_Supplied passage_
╔══
On 23 March 2017, Justice Robson of the Supreme Court of Victoria delivered his decision on an application by receivers and managers for directions as to, among other things, their obligations to pay preferential debts under the Corporations Act 2001 (Cth) from the surplus generated by their trading-on of a company’s business and other recoveries by their appointing bank.
Amerind Pty Ltd had operated as a trading trust. His Honour held in essence that trust property is not susceptible to the statutory priority regime in s 556 of the Corporations Act. Separately, his Honour also held that a trustee’s right of indemnity is not subject to the receivers’ obligations under s 433 of the Corporations Act to pay employee entitlements in priority out of assets subject to a circulating security interest (a recent concept broadly in line with the former ‘floating charge’). This judgment is a landmark Victorian ruling signalling a departure from the controversial but well-established precedent set by Re Enhill Pty Ltd. In so holding, his Honour adopted the construction of the Corporations Act outlined in the 2016 decision of Brereton J in Re Independent Contractor Services (Aust) Pty Ltd (in liq) (No 2). The decision in Re Amerind has significant implications for the protection of employee creditors of insolvent companies who acted as trustees.
List G Barrister’s member Hamish Austin QC appeared for the receivers, the principal moving party in the proceeding. Fellow List G Barrister’s member Damien McAloon appeared for Alpine MDF Industries Pty Ltd, who asserted a security interest in part of the surplus.
Amerind Pty Ltd was the trustee of the Panelveneer Processors Trading Trust, which operated a business that manufactured and distributed decorative and architectural finishes. In March 2014, administrators were appointed by the director of Amerind and receivers were appointed by the company’s principal financier, Bendigo and Adelaide Bank. The receivers traded on after their appointment and generated a net surplus, with the bank’s debt being paid out by the amounts generated by the receivers and other recoveries by the bank. At the appointment date, Amerind had 174 staff. Key issues examined were whether the receivership surplus could be classified as trust or company property and whether the priority regimes for payment of creditors set out in the Corporations Act required the receivers to pay preferential debts from the surplus before paying it into Court to be the subject of various competing claims.
1. Was the receivership surplus trust property?
╚══
_Set problem A_
List every person named in the case note on the Amerind receivership decision.
The case note and the entries after it are separate, unrelated material.

_Records provided_
╔══
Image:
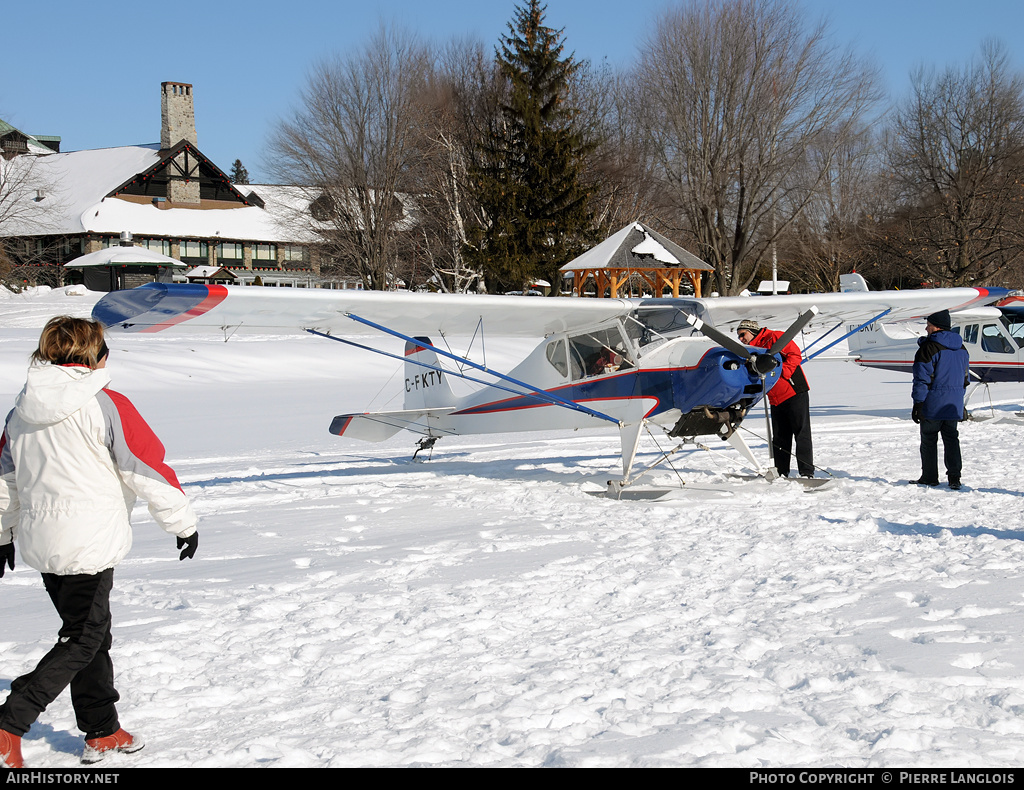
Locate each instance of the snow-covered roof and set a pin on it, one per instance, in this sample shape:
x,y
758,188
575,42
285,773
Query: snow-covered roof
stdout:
x,y
636,246
75,186
124,256
208,272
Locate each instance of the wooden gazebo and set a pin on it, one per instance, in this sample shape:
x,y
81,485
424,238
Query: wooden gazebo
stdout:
x,y
634,253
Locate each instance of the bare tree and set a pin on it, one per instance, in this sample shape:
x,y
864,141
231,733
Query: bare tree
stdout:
x,y
29,200
350,143
458,89
956,156
735,91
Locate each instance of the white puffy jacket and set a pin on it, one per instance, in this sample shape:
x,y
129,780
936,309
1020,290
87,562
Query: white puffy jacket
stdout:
x,y
73,458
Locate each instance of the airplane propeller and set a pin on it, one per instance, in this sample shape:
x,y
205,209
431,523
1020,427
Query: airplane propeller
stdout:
x,y
760,364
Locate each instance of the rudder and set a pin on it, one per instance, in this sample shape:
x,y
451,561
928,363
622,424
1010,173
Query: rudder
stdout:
x,y
426,387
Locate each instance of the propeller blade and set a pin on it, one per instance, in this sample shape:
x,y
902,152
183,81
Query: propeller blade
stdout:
x,y
793,331
718,336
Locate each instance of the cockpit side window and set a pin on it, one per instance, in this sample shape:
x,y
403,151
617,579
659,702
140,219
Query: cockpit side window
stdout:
x,y
993,341
557,358
594,354
1015,326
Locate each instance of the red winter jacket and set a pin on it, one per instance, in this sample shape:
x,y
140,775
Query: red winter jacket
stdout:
x,y
785,387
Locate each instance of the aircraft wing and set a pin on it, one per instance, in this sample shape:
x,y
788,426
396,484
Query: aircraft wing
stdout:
x,y
855,307
157,307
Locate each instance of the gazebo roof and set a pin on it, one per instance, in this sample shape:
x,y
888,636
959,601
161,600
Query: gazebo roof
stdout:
x,y
637,246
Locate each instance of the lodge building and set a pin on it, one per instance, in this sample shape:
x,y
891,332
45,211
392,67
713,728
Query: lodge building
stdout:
x,y
168,196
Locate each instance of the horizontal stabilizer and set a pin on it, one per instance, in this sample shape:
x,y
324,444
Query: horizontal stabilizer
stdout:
x,y
376,426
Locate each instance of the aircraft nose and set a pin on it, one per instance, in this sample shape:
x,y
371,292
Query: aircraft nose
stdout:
x,y
146,305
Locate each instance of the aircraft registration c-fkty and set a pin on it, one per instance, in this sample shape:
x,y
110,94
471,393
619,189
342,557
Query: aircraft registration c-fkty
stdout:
x,y
630,364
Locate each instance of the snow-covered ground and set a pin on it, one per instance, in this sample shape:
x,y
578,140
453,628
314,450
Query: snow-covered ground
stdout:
x,y
349,608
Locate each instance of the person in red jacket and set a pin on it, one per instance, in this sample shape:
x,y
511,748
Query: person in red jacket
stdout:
x,y
791,406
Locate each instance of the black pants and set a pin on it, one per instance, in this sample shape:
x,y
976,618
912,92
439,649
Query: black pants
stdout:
x,y
81,659
930,430
790,420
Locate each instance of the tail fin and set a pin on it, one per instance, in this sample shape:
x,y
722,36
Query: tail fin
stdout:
x,y
425,387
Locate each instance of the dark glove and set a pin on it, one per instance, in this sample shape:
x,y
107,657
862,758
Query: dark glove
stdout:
x,y
6,556
189,545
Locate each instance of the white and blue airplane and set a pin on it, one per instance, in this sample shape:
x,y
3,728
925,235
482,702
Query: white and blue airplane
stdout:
x,y
621,363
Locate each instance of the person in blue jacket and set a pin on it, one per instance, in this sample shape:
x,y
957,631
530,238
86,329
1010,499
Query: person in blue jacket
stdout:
x,y
940,379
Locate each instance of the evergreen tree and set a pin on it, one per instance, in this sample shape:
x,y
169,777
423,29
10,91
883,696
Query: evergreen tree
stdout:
x,y
239,172
527,168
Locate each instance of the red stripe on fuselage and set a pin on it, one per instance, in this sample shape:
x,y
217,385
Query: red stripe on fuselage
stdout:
x,y
215,295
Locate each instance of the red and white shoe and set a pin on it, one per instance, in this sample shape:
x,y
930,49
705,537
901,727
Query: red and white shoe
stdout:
x,y
97,748
10,750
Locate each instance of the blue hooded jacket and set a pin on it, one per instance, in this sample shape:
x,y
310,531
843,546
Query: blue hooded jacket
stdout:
x,y
940,375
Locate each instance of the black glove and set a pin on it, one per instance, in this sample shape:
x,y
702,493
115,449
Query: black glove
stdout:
x,y
6,556
189,545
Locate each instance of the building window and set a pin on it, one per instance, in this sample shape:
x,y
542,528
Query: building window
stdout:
x,y
157,245
228,251
195,250
265,252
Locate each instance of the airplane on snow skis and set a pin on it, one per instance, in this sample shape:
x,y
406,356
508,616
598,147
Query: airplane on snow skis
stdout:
x,y
992,335
629,364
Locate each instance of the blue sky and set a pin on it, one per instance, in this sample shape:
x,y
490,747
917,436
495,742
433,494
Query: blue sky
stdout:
x,y
91,72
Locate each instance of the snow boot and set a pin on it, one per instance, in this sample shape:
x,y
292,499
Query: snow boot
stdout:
x,y
10,750
96,748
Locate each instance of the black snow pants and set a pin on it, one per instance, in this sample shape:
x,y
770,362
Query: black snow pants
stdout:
x,y
81,659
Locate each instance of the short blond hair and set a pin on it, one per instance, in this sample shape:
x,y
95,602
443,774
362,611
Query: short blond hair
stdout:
x,y
68,340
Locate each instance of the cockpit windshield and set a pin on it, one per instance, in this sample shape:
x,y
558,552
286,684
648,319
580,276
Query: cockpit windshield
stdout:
x,y
659,319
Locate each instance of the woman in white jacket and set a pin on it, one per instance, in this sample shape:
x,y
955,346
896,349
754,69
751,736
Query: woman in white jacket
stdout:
x,y
74,455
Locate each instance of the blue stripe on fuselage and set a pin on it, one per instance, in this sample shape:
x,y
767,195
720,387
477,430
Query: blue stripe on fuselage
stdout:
x,y
707,383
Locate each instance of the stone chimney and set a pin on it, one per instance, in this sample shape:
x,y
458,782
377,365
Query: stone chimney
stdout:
x,y
177,122
177,117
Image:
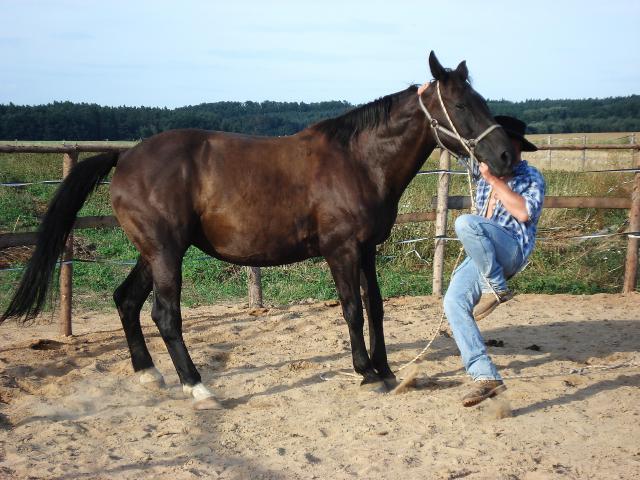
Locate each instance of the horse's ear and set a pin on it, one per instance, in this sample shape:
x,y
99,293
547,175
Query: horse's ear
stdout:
x,y
463,71
437,70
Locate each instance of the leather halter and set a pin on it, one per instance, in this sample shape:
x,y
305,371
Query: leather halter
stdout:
x,y
469,144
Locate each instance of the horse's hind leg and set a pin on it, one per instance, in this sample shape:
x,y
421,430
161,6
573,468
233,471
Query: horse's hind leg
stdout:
x,y
344,264
167,283
375,313
130,297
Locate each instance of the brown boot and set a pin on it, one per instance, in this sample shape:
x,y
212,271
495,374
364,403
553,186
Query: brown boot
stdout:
x,y
488,303
483,389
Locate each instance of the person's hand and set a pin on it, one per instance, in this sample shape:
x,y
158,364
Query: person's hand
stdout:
x,y
423,87
486,173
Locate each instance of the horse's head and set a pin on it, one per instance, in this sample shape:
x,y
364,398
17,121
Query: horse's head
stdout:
x,y
470,116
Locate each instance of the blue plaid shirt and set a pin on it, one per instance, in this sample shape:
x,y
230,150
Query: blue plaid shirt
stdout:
x,y
528,182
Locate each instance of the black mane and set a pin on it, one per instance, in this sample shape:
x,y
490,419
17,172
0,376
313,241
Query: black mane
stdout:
x,y
368,116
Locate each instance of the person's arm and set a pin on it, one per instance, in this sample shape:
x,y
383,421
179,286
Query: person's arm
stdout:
x,y
514,204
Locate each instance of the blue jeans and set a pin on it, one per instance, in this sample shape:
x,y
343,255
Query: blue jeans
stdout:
x,y
492,253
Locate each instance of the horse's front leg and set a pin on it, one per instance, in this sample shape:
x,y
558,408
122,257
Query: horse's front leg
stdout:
x,y
344,263
375,314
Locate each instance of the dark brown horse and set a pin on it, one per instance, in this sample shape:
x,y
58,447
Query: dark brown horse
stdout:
x,y
331,190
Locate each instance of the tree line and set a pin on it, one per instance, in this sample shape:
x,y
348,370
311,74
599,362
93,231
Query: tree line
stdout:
x,y
85,121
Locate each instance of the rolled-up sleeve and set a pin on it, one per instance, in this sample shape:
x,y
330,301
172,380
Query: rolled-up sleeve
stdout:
x,y
534,195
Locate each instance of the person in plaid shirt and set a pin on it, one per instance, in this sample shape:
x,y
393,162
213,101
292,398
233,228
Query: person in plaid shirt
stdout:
x,y
498,241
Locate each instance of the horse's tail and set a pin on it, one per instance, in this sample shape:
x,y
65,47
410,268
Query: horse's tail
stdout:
x,y
53,233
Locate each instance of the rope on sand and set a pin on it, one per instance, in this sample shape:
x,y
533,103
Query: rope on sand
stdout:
x,y
573,371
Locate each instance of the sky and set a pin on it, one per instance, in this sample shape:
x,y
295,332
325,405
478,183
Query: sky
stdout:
x,y
187,52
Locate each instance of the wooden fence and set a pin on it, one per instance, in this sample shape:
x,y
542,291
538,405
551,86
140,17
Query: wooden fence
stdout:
x,y
441,204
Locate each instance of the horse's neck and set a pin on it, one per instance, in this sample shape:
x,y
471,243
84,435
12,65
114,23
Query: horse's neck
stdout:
x,y
396,152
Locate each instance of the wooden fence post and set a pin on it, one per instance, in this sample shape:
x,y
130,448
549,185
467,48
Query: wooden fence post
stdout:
x,y
441,223
66,269
254,280
631,265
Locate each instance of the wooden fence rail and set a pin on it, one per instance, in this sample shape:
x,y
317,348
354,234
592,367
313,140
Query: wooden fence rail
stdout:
x,y
440,204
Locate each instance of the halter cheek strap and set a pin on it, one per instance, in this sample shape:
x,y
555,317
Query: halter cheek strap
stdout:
x,y
468,144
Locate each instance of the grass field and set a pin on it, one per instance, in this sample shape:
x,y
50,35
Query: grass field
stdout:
x,y
557,266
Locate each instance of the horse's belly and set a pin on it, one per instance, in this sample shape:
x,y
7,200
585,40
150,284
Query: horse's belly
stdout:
x,y
275,242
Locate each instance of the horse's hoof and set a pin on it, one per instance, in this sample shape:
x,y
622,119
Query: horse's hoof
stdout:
x,y
390,383
376,387
152,378
209,403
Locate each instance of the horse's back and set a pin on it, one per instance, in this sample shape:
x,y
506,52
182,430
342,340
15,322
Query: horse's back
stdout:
x,y
245,199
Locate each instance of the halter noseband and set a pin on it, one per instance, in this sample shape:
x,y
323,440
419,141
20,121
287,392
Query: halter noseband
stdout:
x,y
468,144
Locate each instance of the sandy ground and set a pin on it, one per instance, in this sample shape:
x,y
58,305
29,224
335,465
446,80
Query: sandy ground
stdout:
x,y
73,409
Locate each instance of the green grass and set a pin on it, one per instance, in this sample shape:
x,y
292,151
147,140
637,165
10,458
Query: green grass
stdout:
x,y
557,266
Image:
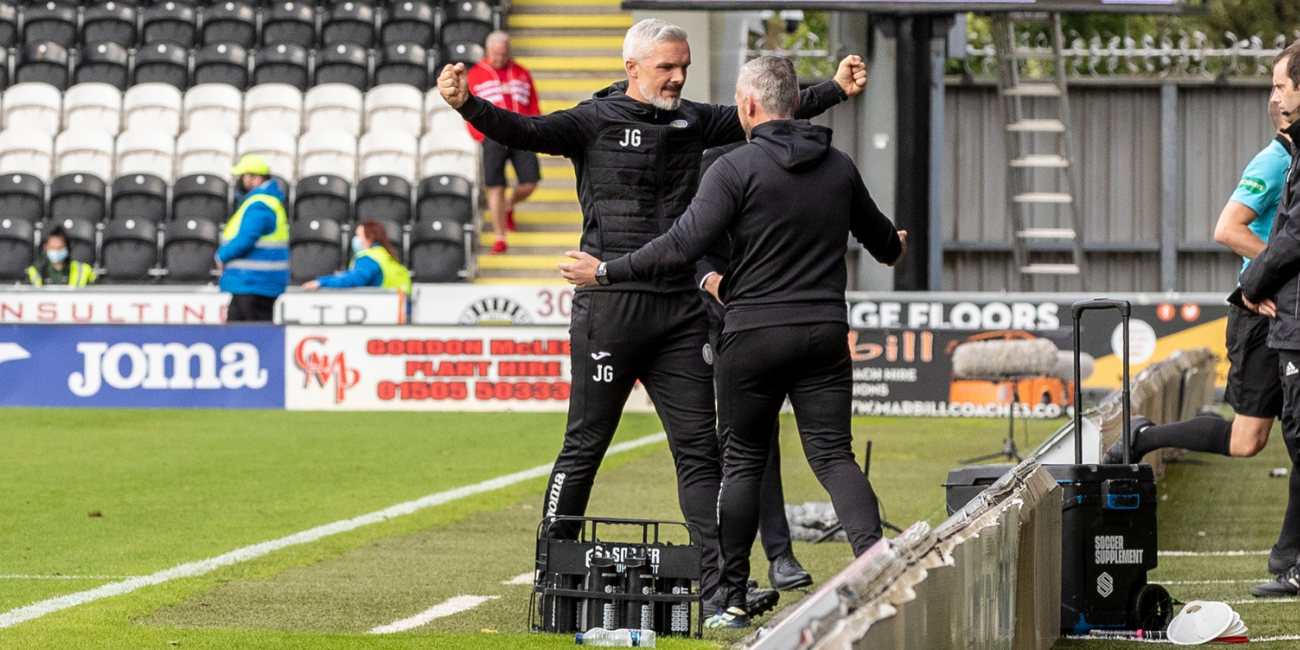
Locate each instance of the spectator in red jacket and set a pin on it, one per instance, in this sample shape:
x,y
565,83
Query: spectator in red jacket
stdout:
x,y
507,85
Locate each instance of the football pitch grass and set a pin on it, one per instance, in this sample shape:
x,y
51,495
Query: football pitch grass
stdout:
x,y
94,497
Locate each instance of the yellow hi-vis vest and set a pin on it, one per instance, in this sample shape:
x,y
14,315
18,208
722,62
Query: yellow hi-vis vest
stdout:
x,y
78,274
395,276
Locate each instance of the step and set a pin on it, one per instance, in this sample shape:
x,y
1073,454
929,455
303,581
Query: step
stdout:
x,y
1043,198
1041,160
1036,126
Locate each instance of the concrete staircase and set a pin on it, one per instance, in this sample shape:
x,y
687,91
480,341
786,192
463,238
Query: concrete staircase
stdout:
x,y
572,48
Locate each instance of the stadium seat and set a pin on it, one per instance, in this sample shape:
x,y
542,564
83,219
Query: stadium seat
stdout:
x,y
315,248
204,151
163,63
343,63
290,24
402,63
152,107
437,251
26,151
130,250
230,24
384,198
190,251
83,151
388,152
395,105
278,147
273,107
109,22
281,63
447,198
349,22
46,63
323,196
408,21
17,248
33,107
333,105
50,22
103,63
222,63
203,196
77,196
139,196
144,151
22,196
213,105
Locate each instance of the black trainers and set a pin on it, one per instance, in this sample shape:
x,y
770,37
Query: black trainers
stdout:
x,y
1285,585
785,573
1116,454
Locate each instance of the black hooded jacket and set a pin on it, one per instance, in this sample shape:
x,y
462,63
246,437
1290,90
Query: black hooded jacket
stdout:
x,y
637,167
788,202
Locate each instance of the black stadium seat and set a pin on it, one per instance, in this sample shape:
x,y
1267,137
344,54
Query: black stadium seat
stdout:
x,y
403,63
221,63
109,22
52,22
43,63
107,63
77,196
313,248
410,21
17,248
189,251
130,250
343,63
323,196
349,22
437,251
230,22
164,63
282,63
139,196
22,196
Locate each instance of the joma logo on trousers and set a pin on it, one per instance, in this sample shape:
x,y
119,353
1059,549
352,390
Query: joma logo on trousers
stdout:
x,y
146,367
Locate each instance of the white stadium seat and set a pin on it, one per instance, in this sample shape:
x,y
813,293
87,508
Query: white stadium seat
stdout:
x,y
273,107
27,151
204,151
87,151
334,107
33,105
326,151
213,105
278,147
146,151
395,105
389,152
94,105
154,107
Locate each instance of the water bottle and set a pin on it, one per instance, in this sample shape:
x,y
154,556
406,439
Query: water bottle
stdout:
x,y
601,637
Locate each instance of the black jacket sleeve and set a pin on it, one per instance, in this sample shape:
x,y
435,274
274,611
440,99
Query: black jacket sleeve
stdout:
x,y
722,124
690,237
563,133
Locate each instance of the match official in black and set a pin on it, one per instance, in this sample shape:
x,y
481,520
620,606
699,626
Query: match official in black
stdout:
x,y
787,326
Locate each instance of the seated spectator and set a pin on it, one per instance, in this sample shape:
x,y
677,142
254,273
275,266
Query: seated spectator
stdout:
x,y
56,268
375,263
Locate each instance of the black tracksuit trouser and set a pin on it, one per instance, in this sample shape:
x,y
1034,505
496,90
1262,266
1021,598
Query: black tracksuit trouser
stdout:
x,y
616,338
758,369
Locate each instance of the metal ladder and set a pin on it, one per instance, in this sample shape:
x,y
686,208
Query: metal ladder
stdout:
x,y
1028,190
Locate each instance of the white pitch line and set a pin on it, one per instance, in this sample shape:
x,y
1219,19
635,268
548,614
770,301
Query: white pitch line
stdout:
x,y
248,553
443,609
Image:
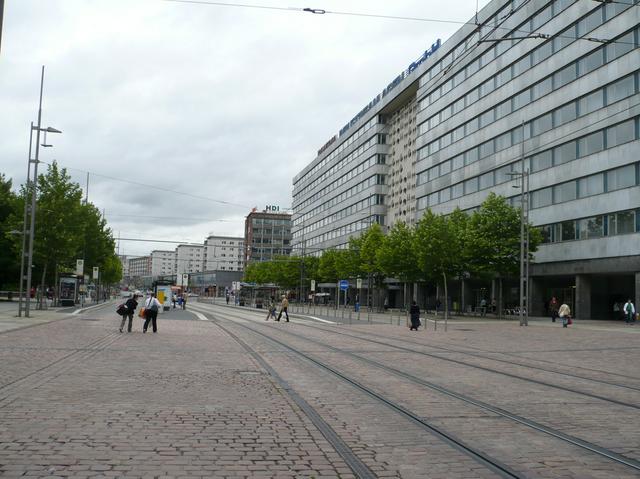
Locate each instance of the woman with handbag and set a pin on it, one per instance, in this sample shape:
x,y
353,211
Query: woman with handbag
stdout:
x,y
151,308
565,314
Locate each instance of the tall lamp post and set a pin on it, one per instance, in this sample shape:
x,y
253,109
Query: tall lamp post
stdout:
x,y
524,242
30,211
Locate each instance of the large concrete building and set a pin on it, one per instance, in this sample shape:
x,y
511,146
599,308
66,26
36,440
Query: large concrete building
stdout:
x,y
224,253
163,263
189,258
266,234
548,86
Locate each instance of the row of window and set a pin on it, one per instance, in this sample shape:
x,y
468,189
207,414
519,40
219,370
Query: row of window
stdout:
x,y
354,155
338,215
335,153
531,24
616,91
590,144
585,65
361,168
318,195
612,180
623,222
620,89
345,230
442,64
╚══
_Set problem B_
Extract every line of the entries that contains the string "puffy". Case counts.

_Worked solution A_
Justice Robson, Brereton J, Hamish Austin QC, Damien McAloon

_Worked solution B_
Locate each instance of the white puffy jacket and set a pin on it, one per instance, in this sample shape:
Query: white puffy jacket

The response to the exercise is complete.